+++ EXTRACT TO READ +++

Last night, Church of Scientology leader David Miscavige was scheduled to give another of his hours-long addresses to a gathering of at least a few thousand of his followers under a big tent in the English countryside at a place called Saint Hill Manor.
It was the first night of the annual celebration of the International Association of Scientologists, the church’s membership organization, and marking 40 years since the IAS was founded. We expect it will take a little time before we learn something about what Miscavige said, and whether celebrities like Tom Cruise and Jenna Elfman were there.
But what we do know was that outside the grounds of Saint Hill, former London staffer “Apostate Alex” Barnes-Ross was holding a demonstration to follow up on three days of protests he organized for the event last year, and we, along with many of our readers, had followed along on live video streams of his progress.
After Alex had some time for a pint at the local pub, he gave us a ring.
“It was a really positive experience,” he said. “It was peaceful. It was everything we wanted it to be.”

+++

- _SET PROBLEM 1_: In the article on the Saint Hill protest, how many years since the founding of the International Association of Scientologists did the celebration mark?
- _SET PROBLEM 2_: Resume the article on the Saint Hill protest from its last sentence.
The data has no connection to the article on the Saint Hill protest.

+++ MATERIAL PROVIDED +++

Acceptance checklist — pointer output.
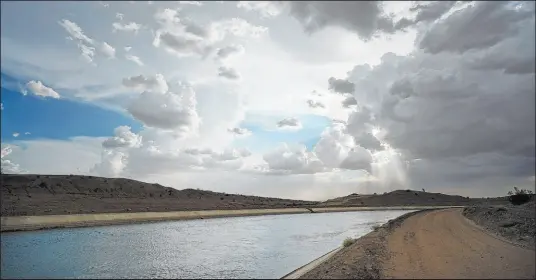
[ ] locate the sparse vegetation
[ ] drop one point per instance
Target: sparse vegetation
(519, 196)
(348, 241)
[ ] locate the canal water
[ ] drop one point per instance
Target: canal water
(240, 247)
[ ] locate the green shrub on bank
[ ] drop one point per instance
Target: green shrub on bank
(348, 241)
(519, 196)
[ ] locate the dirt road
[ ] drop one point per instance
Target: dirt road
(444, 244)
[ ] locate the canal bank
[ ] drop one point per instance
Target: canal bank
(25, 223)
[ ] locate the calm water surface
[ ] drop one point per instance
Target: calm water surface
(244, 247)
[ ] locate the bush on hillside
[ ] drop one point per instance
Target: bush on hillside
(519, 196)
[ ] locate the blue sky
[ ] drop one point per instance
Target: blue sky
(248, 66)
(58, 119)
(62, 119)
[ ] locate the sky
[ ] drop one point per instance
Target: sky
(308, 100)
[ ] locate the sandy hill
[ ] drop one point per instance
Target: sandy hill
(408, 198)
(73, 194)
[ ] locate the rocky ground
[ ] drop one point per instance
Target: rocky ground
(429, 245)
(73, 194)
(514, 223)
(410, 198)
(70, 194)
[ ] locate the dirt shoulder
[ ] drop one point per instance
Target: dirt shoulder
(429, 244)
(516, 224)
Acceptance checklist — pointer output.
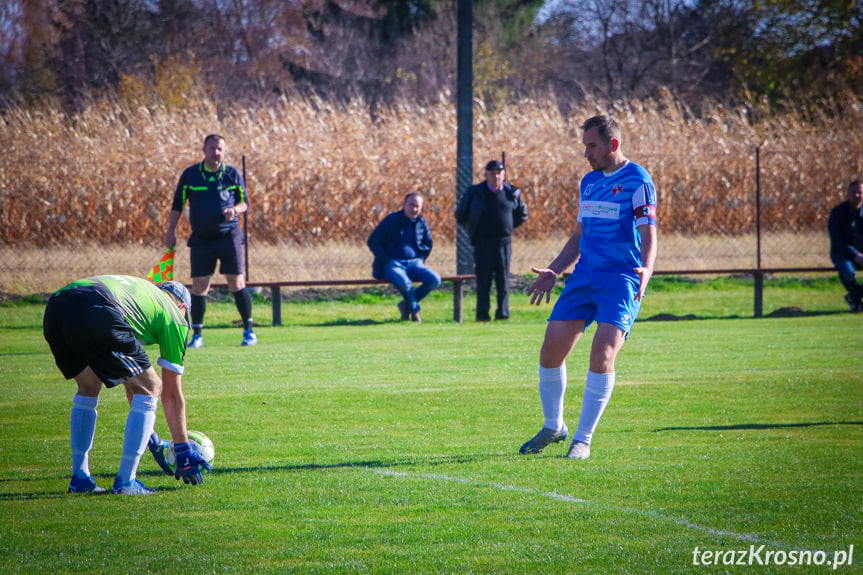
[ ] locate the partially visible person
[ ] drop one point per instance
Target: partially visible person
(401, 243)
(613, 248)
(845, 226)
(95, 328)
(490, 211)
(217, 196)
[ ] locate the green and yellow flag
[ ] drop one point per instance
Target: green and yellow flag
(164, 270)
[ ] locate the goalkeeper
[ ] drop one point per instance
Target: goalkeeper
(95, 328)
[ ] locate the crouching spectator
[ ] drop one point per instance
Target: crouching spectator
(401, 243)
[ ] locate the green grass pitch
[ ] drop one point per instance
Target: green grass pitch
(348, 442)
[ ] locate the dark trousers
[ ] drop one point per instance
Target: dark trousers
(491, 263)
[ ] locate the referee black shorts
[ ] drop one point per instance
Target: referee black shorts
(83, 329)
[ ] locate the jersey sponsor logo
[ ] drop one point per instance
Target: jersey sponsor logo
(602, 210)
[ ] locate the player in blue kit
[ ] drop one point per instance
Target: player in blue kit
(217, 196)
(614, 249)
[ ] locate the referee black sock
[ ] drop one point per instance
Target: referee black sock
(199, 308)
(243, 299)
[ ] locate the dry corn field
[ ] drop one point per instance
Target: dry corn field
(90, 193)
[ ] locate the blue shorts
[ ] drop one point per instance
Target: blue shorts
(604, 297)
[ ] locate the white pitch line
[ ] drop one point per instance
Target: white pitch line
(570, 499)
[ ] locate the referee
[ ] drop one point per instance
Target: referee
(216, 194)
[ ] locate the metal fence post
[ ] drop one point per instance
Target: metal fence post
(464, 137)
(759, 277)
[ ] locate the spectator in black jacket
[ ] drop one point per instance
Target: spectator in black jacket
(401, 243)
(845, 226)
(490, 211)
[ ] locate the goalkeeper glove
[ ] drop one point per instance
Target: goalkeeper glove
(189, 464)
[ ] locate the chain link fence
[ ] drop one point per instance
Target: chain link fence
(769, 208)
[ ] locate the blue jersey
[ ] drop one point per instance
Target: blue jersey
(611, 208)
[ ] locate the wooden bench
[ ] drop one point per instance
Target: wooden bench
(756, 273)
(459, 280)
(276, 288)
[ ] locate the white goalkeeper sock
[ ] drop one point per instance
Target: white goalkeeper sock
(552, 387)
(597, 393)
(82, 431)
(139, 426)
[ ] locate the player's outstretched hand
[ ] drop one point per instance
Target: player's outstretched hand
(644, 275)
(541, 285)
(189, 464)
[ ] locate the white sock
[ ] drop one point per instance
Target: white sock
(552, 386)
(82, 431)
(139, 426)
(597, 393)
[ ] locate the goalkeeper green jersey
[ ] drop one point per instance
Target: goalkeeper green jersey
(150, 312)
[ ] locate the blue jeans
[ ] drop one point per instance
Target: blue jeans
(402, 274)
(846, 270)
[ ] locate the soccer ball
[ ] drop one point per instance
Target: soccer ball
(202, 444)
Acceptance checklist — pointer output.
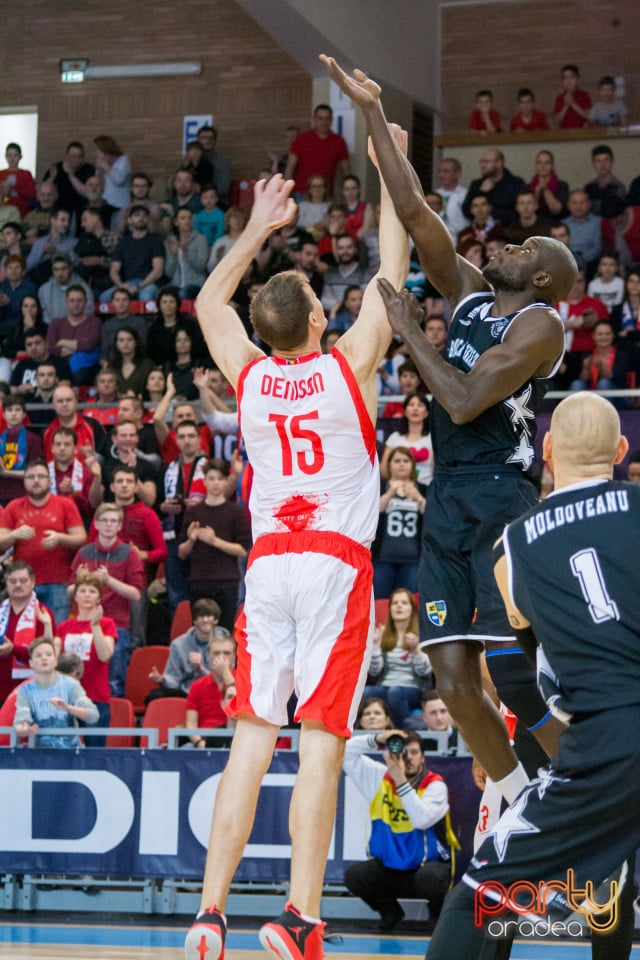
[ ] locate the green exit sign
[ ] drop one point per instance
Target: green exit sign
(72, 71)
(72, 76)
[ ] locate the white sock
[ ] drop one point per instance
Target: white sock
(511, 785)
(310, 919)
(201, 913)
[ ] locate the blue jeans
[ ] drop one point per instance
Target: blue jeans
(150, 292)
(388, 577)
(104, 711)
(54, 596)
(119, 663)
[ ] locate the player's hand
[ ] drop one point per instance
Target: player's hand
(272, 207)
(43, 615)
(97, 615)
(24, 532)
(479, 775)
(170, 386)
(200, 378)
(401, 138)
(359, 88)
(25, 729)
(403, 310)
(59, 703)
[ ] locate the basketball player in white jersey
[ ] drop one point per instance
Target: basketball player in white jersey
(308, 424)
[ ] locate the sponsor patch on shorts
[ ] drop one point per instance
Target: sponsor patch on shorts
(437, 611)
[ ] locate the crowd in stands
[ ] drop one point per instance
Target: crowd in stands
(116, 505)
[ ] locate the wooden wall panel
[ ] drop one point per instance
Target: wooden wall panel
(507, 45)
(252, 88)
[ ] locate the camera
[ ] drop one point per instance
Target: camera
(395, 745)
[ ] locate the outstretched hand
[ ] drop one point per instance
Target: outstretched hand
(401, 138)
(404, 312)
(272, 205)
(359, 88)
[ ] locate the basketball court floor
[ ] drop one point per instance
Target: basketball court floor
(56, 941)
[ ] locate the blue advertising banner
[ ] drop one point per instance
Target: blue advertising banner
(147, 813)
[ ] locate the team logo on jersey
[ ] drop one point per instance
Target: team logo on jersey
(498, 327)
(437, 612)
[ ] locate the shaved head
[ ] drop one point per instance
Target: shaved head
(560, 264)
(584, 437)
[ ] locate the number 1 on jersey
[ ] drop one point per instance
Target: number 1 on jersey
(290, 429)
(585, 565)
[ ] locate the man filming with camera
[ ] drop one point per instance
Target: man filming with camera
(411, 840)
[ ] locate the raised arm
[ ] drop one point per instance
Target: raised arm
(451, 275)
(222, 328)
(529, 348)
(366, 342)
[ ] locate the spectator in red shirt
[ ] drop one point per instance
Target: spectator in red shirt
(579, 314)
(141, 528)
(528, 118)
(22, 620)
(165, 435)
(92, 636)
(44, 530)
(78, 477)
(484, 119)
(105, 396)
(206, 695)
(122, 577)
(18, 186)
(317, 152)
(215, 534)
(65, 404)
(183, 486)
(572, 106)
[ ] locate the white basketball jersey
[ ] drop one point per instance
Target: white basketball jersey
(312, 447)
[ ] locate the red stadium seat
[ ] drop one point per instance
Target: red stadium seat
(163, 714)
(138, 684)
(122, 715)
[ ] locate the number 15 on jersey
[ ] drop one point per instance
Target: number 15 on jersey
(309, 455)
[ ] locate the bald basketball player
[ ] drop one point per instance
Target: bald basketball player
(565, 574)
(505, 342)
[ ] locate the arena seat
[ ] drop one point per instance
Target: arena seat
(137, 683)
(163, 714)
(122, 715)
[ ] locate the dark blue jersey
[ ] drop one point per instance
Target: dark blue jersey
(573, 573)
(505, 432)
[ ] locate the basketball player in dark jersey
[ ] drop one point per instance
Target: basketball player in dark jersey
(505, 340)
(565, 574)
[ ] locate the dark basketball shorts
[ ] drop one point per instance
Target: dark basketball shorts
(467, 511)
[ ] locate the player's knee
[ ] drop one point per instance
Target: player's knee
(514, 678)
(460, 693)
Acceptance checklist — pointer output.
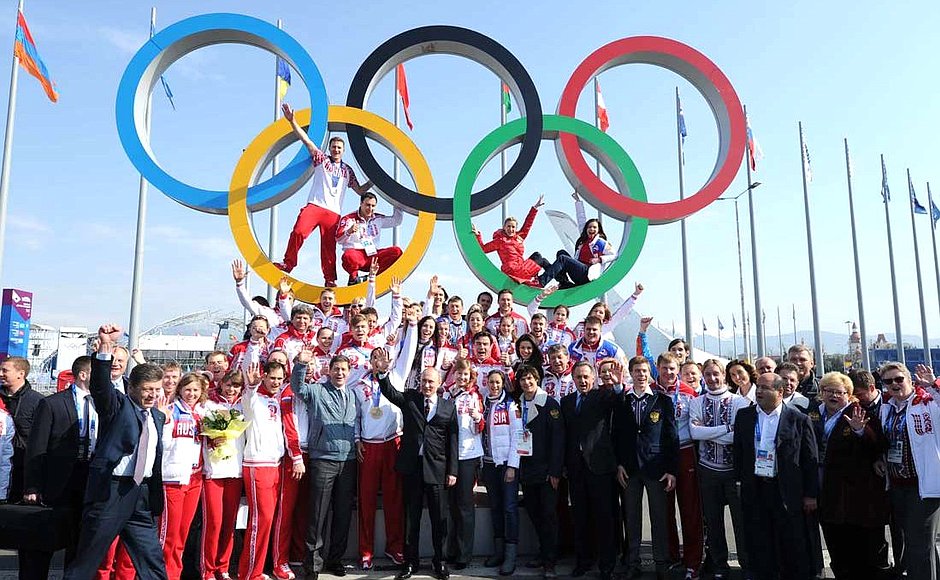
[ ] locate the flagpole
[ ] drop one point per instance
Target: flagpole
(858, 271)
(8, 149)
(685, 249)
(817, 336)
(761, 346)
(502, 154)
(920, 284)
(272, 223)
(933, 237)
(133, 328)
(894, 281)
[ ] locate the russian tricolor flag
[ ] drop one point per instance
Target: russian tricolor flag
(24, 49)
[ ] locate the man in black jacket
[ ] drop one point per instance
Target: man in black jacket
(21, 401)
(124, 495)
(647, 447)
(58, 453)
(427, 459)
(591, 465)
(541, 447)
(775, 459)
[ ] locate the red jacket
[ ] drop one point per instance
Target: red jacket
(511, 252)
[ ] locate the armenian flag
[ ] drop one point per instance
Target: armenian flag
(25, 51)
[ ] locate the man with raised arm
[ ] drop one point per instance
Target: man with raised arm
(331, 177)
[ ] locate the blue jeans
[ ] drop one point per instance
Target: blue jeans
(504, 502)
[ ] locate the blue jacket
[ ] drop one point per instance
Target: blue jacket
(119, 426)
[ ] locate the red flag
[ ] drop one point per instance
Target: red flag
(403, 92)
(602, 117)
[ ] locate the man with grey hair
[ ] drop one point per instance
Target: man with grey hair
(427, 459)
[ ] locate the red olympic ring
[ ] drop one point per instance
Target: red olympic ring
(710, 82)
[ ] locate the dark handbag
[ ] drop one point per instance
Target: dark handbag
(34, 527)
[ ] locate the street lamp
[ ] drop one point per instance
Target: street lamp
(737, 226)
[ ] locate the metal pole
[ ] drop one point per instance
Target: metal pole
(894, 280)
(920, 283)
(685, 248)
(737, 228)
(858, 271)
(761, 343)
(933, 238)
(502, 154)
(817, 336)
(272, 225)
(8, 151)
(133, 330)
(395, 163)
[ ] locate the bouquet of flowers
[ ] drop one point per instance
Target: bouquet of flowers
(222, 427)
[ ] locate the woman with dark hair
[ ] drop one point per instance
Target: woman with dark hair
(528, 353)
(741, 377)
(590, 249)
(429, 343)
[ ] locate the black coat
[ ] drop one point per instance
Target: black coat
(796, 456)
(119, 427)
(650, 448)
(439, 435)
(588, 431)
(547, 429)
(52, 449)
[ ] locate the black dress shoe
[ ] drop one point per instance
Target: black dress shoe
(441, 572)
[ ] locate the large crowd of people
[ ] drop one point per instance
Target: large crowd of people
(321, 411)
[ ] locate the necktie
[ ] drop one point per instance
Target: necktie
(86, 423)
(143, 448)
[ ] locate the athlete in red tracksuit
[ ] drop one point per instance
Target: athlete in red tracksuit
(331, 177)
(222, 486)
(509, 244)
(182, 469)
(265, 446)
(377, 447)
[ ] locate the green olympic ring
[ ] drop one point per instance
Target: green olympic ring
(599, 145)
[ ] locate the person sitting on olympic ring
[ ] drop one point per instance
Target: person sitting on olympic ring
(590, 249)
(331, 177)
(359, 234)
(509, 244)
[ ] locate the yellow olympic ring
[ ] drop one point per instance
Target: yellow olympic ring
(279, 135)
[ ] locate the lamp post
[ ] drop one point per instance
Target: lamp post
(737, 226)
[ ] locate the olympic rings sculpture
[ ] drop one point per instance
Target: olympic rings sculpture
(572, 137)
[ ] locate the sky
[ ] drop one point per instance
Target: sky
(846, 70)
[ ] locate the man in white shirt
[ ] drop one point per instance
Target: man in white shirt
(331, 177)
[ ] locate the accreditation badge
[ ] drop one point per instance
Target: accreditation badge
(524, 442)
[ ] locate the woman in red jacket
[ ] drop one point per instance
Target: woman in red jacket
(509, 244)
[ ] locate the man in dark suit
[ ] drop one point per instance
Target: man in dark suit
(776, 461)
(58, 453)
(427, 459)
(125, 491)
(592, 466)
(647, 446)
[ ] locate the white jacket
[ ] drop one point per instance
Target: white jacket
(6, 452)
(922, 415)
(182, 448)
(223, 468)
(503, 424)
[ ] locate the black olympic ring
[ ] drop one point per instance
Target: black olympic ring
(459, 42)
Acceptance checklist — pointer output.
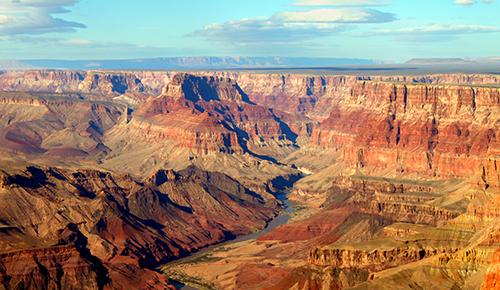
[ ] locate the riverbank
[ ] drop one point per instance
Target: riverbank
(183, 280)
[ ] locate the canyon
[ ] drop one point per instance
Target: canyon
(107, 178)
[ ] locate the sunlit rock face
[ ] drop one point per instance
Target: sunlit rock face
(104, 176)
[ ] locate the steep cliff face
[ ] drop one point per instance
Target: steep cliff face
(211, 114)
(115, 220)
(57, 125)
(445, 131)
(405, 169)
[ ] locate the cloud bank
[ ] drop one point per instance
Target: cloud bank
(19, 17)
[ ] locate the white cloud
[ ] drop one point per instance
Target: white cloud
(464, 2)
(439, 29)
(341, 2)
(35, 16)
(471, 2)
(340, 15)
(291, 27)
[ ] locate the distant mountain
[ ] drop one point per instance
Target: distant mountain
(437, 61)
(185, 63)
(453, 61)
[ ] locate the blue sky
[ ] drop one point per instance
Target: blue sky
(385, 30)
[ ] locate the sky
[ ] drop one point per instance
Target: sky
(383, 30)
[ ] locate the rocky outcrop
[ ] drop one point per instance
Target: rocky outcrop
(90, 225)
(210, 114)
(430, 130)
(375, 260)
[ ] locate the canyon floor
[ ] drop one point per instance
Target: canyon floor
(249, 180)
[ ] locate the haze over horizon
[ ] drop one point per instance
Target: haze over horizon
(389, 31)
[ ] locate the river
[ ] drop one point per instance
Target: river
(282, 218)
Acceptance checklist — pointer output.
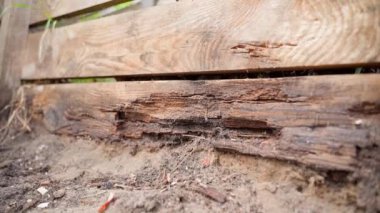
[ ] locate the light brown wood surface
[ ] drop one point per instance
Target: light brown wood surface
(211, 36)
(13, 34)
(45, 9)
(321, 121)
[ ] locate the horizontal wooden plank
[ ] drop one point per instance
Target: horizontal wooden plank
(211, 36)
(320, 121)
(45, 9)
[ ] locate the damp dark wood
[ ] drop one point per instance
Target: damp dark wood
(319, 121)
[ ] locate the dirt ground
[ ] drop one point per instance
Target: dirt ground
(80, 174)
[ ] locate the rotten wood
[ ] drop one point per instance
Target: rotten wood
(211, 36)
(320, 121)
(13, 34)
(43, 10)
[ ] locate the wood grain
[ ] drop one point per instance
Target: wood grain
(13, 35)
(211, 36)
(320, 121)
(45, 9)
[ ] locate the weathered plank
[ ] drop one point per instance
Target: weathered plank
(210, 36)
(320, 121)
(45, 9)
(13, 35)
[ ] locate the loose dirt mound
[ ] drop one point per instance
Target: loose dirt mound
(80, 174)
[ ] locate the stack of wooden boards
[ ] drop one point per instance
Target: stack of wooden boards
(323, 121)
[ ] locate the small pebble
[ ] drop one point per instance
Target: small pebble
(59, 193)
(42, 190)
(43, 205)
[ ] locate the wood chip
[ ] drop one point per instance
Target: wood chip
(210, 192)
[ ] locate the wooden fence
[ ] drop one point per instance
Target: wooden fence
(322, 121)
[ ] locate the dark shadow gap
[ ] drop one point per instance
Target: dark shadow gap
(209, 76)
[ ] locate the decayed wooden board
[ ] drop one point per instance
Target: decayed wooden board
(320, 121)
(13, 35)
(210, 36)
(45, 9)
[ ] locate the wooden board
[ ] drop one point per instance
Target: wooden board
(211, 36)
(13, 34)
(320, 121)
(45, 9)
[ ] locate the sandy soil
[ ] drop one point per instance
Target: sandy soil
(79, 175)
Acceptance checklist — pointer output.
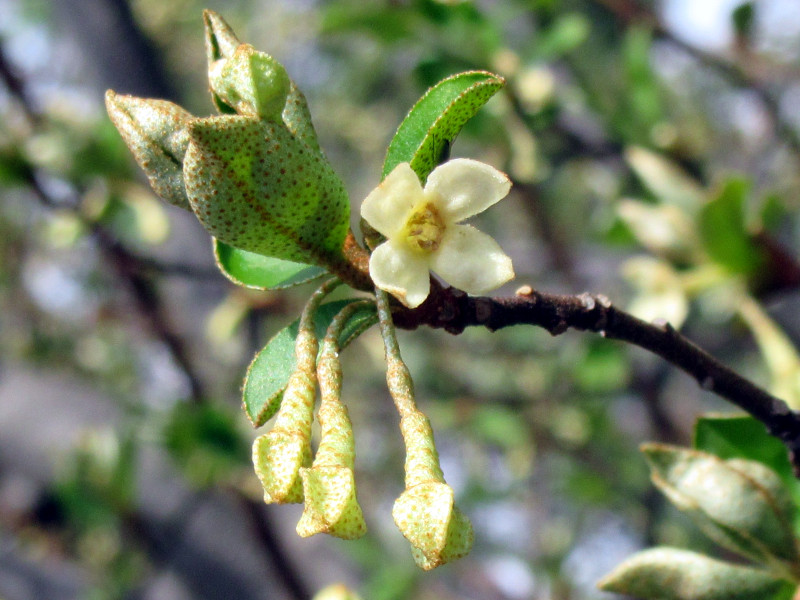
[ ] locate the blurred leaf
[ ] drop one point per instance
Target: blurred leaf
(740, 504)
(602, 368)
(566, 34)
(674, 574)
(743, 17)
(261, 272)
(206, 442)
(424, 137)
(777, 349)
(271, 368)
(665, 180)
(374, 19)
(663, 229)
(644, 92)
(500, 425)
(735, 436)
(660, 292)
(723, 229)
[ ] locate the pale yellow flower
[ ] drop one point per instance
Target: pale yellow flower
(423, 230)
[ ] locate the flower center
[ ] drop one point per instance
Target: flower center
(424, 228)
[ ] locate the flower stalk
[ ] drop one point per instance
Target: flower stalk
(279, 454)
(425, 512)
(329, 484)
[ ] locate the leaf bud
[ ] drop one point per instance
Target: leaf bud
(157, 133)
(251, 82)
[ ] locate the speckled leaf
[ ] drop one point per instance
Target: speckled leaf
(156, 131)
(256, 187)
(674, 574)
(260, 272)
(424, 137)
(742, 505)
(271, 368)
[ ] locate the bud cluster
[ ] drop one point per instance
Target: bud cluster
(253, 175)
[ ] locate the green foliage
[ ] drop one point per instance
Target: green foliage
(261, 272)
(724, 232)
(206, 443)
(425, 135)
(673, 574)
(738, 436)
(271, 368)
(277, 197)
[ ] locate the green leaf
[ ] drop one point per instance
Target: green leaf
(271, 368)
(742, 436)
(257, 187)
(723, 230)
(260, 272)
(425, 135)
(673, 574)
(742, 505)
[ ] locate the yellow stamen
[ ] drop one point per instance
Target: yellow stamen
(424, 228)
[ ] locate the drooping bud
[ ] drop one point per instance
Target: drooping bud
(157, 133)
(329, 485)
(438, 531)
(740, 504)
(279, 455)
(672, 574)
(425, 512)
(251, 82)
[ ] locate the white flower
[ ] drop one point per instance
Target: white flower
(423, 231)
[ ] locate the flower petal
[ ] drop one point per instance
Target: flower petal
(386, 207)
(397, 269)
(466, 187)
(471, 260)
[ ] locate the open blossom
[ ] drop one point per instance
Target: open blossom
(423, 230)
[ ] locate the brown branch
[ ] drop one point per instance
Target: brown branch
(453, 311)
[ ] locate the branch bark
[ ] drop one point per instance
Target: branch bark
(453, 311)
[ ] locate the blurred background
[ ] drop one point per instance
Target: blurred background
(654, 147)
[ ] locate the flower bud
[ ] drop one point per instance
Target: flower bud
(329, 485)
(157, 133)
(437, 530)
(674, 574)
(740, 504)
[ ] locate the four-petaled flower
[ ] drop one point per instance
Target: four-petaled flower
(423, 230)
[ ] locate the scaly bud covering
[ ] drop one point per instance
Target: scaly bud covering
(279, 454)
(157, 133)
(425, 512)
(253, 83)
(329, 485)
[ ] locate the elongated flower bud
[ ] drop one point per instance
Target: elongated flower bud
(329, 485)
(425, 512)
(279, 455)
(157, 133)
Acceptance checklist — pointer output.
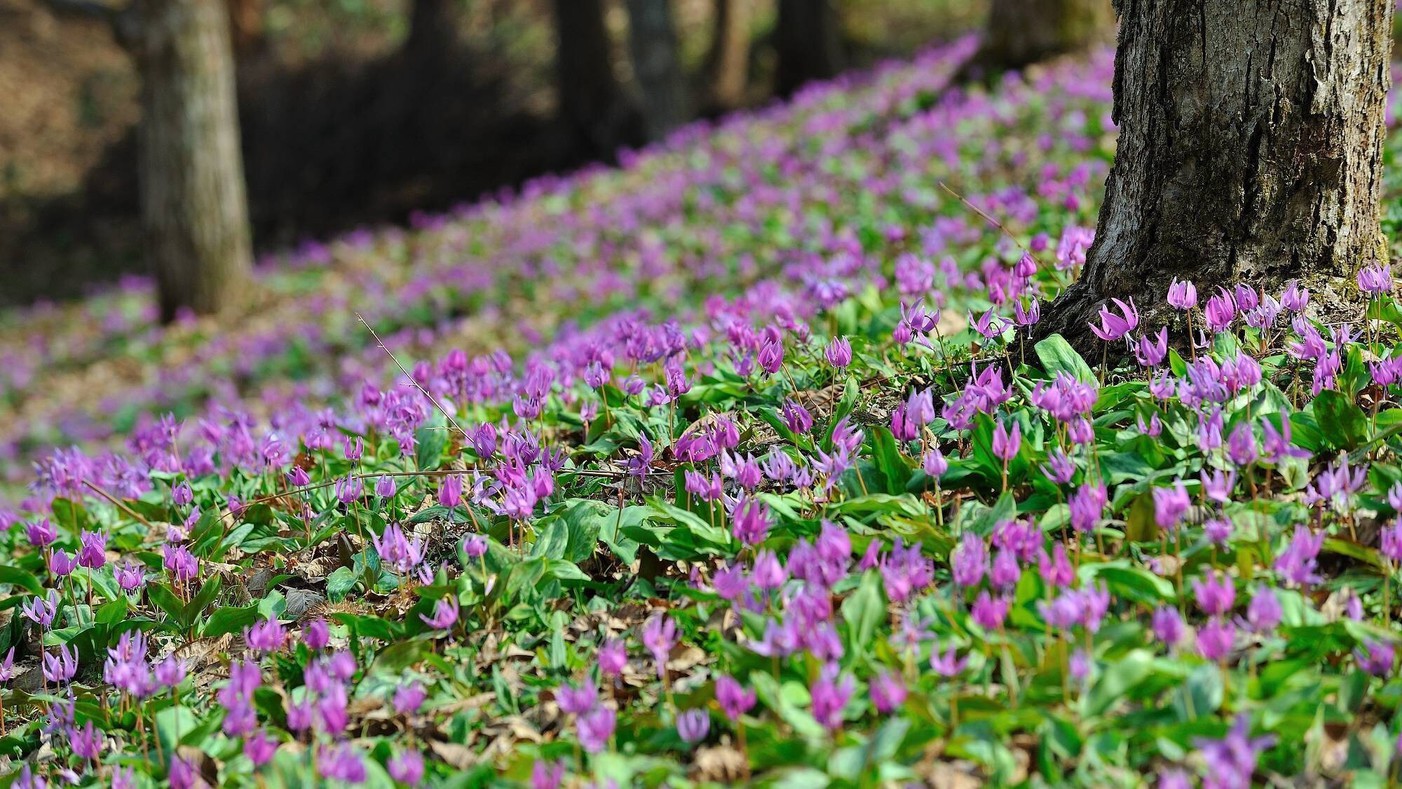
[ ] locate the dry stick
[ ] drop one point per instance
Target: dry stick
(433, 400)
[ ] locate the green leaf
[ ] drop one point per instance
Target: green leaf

+++

- _EXERCISE ANSWER 1_: 40 years.

- _EXERCISE ANSWER 2_:
He said it was a smaller group this year, about 18 people wearing reflective safety vests and carrying eye-catching and professionally printed banners, but we could understand why Alex was focused on it being a calm and peaceful demonstration. He knew that observers from local government were watching and gathering information because Scientology has requested an exception that would make protesting in that location illegal for the next three years. So the demonstrators were mindful of it.
Alex said they had met in East Grinstead and walked to the Manor. He reminded us that the church had tried to block the public way the previous year with devious methods like planting hedges strategically.
“That was all taken care of,” Alex said, thanks largely to his own vigilance with local officials. “There was nothing obstructing the pathway to the entrance, which was fantastic.”
But then, right at the entrance to the property, Scientology had put up a metal barrier and some employees were standing there with large umbrellas to keep people in arriving cars from seeing the protesters.
Alex said that when they pointed out to police that it was unsafe and illegal, the Scientologists countered that they were standing on privately-owned land.
Alex had suspected they might pull something like that, and he produced documents showing that the area was actually public property. But the Scientologists told the police the documents had been doctored.
“The police didn't want to get into an argument over who owned the land,” Alex said.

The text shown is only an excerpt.